Texte fourni
------------------------------------------------

Plusieurs nouvelles ressources
Cette situation, jumelée à l’atteinte d’économies substantielles découlant de la pandémie, a donc permis à la CSN de bonifier les services aux syndicats et de déployer un programme de mentorat. Celui-ci vise à accompagner et à outiller les conseillères et les conseillers du mouvement pour assurer la continuité des services et mieux répondre aux besoins des syndicats.

« Nous croyons que l’ajout de ces ressources représente une marque de foi envers l’avenir de notre mouvement, puisque le déploiement de celles-ci va nous permettre d’aborder les nombreux défis qui nous attendent avec encore plus de confiance », ajoute Yvan Duceppe.

FDP : l’outil de solidarité par excellence
Du côté du Fonds de FDP, le nombre moyen de prestations hebdomadaires de grève et de lock-out a plus que quintuplé par rapport au dernier mandat, passant de 93 en 2017-2020 à 538 en 2020-2023. Voilà qui représente un montant total versé de plus de 25,6 M$ aux membres affectés par ces conflits depuis la bonification du niveau des prestations qui avait été adoptée lors du dernier congrès.

Malgré cette somme importante, les revenus du FDP demeurent plus élevés que les dépenses, ce qui en confirme la bonne santé financière. « Plus que jamais, le FDP est en mesure de soutenir les luttes de celles et de ceux qui veulent améliorer leurs conditions de travail ou simplement se faire respecter. C’est dans un tel contexte qu’un outil de solidarité aussi puissant que le FDP prend tout son sens », conclut Yvan Duceppe.

Tout au long de la séance plénière, les délégué-es ont pu débattre des différentes propositions portant sur les finances. Les débats se poursuivront jeudi, jour où les congressistes seront appelés à adopter la proposition budgétaire 2023-2026 qui permettra à la CSN de soutenir les activités de ses organisations affiliées et, au premier chef, celles de ses membres.

Des milieux de travail alliés contre la violence conjugale

Un dîner-causerie accueillait ce midi les délégué-es interpellés par la question de la violence conjugale en milieu de travail. Si on se fie à la participation à cette activité qui affichait complet, la mobilisation des syndicats dans la lutte contre la violence semble essentielle.

------------------------------------------------

Tâches à réaliser
A) D'après le texte fourni, quel a été le nombre moyen de prestations hebdomadaires de grève et de lock-out versées par le FDP en 2020-2023 ?
B) Réécrivez le passage du texte fourni qui commence par « Malgré cette somme » et se termine par « conclut Yvan Duceppe. », en remplaçant « luttes » par « combats ».

Entrées fournies
------------------------------------------------

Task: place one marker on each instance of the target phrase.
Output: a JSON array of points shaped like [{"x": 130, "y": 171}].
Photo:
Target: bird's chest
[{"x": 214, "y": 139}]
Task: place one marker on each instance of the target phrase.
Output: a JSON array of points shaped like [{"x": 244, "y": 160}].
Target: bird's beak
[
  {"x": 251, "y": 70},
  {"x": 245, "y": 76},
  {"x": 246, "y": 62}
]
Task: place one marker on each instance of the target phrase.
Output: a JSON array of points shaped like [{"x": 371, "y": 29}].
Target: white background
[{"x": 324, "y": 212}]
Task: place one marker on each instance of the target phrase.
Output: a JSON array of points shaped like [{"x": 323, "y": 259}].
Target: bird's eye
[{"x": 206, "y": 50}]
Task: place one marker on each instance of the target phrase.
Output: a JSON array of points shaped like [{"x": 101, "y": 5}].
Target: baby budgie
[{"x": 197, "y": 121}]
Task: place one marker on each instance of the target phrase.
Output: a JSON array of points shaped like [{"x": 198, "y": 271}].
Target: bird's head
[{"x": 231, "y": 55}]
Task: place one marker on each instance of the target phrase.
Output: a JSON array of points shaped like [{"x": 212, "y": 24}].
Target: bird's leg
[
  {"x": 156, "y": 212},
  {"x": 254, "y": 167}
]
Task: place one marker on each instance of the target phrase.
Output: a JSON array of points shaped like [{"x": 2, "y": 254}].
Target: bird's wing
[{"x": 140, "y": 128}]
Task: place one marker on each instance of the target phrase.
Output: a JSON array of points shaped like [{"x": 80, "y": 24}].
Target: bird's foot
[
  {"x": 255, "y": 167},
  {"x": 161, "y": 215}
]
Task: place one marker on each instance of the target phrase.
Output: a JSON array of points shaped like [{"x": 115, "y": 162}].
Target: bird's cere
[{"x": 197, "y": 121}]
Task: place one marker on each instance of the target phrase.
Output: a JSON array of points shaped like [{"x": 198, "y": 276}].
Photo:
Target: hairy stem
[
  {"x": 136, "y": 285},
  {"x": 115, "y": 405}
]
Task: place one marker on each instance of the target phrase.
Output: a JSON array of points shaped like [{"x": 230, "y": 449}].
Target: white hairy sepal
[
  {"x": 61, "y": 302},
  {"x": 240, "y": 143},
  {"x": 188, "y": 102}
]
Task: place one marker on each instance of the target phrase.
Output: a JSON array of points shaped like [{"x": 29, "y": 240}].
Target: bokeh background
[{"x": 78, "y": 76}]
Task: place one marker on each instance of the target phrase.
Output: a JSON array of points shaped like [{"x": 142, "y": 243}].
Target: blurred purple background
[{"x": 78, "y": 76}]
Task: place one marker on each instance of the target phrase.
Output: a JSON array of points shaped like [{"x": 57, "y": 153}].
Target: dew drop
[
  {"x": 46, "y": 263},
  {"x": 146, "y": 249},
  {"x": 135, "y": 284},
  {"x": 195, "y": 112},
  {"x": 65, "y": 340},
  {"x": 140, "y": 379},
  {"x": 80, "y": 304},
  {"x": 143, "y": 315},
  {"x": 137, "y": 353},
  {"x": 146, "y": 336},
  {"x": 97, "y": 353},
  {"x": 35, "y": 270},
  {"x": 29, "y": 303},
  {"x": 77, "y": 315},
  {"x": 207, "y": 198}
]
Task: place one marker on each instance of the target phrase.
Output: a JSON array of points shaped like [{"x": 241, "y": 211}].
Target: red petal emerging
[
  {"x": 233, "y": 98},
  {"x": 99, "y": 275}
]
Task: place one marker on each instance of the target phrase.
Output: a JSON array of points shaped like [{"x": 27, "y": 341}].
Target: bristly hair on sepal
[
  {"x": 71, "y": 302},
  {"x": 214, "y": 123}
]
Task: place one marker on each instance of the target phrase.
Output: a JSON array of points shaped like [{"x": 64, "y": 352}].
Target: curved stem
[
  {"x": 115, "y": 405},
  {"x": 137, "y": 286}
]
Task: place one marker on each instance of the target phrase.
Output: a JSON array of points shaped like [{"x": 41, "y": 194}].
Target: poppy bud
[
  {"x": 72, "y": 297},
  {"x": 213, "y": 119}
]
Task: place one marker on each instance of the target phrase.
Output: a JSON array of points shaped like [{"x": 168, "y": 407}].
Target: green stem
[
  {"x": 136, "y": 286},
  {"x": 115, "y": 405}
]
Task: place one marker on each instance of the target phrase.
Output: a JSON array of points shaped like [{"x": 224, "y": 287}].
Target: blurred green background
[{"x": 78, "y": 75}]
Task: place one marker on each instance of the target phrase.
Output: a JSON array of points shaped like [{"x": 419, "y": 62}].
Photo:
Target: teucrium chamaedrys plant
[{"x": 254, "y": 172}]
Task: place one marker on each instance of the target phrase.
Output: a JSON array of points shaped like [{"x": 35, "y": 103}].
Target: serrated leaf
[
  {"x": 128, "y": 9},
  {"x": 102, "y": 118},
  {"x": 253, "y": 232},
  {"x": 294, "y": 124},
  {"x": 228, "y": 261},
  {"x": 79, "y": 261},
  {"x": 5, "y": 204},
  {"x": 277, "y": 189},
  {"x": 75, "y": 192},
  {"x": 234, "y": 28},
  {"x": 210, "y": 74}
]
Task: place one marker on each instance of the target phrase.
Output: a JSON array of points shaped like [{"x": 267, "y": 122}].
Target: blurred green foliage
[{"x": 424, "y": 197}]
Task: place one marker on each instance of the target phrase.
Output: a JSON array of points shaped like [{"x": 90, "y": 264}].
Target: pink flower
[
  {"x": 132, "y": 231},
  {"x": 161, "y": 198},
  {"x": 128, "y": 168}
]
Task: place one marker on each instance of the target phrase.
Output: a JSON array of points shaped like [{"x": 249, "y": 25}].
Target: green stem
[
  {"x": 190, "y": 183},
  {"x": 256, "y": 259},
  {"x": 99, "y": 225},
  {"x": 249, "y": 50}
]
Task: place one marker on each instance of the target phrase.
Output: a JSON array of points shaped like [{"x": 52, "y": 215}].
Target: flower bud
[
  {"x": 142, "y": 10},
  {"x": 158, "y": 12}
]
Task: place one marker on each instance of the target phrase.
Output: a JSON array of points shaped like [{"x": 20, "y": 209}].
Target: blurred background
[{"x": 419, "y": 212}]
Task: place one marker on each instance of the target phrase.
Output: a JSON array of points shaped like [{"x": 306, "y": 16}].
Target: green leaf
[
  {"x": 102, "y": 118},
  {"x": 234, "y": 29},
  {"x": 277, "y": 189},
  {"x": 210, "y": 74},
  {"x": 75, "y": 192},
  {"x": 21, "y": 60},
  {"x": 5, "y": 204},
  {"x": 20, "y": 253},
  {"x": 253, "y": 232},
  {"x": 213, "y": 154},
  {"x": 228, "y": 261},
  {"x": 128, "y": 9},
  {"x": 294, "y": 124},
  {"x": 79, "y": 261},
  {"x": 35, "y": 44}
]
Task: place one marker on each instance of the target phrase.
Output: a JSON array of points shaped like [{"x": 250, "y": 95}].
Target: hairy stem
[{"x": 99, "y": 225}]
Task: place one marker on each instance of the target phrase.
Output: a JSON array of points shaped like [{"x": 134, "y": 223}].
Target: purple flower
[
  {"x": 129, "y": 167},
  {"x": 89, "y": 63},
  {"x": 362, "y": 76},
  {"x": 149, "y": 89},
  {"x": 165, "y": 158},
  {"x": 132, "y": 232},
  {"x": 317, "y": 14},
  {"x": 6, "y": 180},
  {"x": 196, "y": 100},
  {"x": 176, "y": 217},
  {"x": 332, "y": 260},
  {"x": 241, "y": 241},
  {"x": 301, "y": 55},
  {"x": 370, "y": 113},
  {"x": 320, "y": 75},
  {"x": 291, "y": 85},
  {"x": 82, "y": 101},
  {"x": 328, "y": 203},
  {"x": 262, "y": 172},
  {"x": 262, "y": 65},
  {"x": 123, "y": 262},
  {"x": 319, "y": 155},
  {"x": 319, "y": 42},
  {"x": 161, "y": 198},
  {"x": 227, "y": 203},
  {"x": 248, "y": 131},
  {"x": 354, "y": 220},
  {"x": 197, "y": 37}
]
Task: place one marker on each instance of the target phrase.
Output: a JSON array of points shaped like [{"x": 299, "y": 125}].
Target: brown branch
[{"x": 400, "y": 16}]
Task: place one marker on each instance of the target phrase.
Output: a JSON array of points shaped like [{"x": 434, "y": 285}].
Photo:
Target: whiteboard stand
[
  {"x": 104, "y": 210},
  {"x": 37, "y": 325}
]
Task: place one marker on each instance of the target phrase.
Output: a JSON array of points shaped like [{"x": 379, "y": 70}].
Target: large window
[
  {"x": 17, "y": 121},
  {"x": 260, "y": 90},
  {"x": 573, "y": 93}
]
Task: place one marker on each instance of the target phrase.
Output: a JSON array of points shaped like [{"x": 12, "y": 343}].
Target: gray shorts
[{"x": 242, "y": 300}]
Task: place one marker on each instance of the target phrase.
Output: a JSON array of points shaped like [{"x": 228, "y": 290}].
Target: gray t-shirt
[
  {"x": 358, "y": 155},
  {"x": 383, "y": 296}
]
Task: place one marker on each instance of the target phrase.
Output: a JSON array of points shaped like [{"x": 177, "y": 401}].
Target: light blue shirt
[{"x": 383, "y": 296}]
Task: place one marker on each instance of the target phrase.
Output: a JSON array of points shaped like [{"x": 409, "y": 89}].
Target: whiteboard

------------------------------------------------

Liste des solutions
A) 538

B)
Malgré cette somme importante, les revenus du FDP demeurent plus élevés que les dépenses, ce qui en confirme la bonne santé financière. « Plus que jamais, le FDP est en mesure de soutenir les combats de celles et de ceux qui veulent améliorer leurs conditions de travail ou simplement se faire respecter. C’est dans un tel contexte qu’un outil de solidarité aussi puissant que le FDP prend tout son sens », conclut Yvan Duceppe.